Decimal to IEEE Single Precision Floating Point

Question

I'm interested in learning how to convert an integer value into IEEE single precision floating point format using bitwise operators only. However, I'm confused as to what can be done to know how many logical shifts left are needed when calculating for the exponent.

Given an int, say 15, we have:

Binary: 1111

-> 1.111 x 2^3 => After placing a decimal point after the first bit, we find that the 'e' value will be three.

E = Exp - Bias Therefore, Exp = 130 = 10000010

And the significand will be: 111000000000000000000000

However, I knew that the 'e' value would be three because I was able to see that there are three bits after placing the decimal after the first bit. Is there a more generic way to code for this as a general case?

Again, this is for an int to float conversion, assuming that the integer is non-negative, non-zero, and is not larger than the max space allowed for the mantissa.

Also, could someone explain why rounding is needed for values greater than 23 bits? Thanks in advance!

[Records excerpted from a collection]
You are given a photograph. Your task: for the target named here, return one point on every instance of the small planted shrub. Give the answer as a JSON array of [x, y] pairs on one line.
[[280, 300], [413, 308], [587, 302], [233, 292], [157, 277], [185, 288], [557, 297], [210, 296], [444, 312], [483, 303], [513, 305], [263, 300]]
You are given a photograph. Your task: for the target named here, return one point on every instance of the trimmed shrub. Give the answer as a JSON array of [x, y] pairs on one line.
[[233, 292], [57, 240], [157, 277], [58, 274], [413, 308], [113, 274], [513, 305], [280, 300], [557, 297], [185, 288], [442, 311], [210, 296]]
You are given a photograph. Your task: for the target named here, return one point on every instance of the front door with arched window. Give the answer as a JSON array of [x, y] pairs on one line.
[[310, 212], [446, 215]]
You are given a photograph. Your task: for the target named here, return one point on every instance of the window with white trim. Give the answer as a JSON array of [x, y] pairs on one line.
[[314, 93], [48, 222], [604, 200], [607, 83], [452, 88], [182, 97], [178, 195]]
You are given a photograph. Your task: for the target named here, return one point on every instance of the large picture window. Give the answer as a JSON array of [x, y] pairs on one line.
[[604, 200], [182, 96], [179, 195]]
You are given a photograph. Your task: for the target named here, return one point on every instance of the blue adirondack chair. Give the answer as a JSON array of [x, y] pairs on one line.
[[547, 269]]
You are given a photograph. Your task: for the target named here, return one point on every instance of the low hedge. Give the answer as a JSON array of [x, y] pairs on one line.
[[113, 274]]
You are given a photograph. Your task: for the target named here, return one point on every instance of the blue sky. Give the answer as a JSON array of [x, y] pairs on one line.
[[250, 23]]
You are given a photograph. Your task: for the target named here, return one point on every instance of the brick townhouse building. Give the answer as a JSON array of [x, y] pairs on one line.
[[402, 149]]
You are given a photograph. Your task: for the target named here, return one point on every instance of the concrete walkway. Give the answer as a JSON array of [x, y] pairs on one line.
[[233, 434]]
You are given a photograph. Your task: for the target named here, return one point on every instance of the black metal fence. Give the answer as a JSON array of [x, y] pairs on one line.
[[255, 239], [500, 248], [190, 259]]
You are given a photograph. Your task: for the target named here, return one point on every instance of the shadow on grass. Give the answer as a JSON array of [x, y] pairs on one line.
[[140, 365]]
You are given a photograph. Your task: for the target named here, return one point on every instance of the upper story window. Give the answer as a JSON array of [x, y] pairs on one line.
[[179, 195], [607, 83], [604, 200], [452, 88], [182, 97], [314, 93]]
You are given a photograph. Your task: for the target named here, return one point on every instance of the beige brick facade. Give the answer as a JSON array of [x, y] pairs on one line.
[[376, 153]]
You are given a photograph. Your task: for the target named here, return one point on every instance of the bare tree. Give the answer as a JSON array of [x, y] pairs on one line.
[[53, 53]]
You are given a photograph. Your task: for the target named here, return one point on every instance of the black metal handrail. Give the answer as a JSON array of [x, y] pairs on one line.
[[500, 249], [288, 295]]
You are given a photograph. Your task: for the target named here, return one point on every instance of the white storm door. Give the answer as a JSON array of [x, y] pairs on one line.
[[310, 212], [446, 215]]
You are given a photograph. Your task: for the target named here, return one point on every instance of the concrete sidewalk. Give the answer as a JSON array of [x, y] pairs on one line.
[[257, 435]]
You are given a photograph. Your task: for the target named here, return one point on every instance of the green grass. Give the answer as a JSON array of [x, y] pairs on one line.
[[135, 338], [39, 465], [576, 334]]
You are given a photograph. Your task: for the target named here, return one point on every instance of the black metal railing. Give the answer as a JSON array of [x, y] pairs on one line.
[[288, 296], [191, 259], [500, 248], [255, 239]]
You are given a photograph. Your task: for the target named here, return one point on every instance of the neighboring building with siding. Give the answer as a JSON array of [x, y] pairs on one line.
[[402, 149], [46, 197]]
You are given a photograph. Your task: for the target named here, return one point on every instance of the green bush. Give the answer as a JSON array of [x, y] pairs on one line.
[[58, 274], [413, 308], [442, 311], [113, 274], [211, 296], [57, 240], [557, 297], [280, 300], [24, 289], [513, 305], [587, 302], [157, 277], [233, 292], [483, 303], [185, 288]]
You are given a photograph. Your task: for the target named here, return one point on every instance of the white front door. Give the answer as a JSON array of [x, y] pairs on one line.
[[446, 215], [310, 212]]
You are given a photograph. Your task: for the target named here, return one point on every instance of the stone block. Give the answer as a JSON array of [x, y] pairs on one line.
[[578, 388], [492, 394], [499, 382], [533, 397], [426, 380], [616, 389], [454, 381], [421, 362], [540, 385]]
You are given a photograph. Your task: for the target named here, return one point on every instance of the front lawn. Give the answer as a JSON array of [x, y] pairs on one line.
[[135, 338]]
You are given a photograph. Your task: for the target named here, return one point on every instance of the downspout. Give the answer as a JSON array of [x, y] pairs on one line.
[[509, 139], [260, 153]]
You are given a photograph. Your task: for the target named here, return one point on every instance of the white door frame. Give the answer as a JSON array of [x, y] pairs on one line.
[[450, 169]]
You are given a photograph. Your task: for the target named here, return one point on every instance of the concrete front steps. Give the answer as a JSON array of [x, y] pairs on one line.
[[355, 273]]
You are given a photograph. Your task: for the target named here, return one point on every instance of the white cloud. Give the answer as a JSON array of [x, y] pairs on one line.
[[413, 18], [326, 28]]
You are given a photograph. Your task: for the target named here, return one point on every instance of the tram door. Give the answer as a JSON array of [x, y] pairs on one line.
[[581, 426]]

■ **What this exercise asks**
#1 From the forum question about integer-to-float conversion, set down word for word the stretch from "Decimal to IEEE" through "for the exponent.".
#2 In the forum question about integer-to-float conversion, what three things does the asker assume about the integer?
#3 Extend the forum question about integer-to-float conversion, picking up after its last sentence.

■ **Results in order**
#1
Decimal to IEEE Single Precision Floating Point

Question

I'm interested in learning how to convert an integer value into IEEE single precision floating point format using bitwise operators only. However, I'm confused as to what can be done to know how many logical shifts left are needed when calculating for the exponent.

#2 That it is non-negative, non-zero, and not larger than the max space allowed for the mantissa.

#3
I guess it depends on whether you want to do this completely manually, or do something fancy and hackish, and whether you want it to work with negative values, or values larger than fit in the mantissa. — Joe Z, Dec 01 '13 at 00:24
Oh, and more importantly, it seems you're interested in converting an _integer_ into a floating point number (possibly already in an `int`), as opposed to a number written in decimal, stored in, say, `std::string`. Is that correct? — Joe Z, Dec 01 '13 at 00:26
That is correct, I'm assuming that the value to be converted will be in an integer format. And we are assuming that the values are non-negative, non-zero, and are able to be fit into the mantissa. Thanks for bringing that up, I will clarify that in my question — Andrew T, Dec 01 '13 at 00:31

score 5 · Accepted Answer · edited Feb 08 '17 at 14:37

First, a paper you should consider reading, if you want to understand floating point foibles better: "What Every Computer Scientist Should Know About Floating Point Arithmetic," http://www.validlab.com/goldberg/paper.pdf

And now to some meat.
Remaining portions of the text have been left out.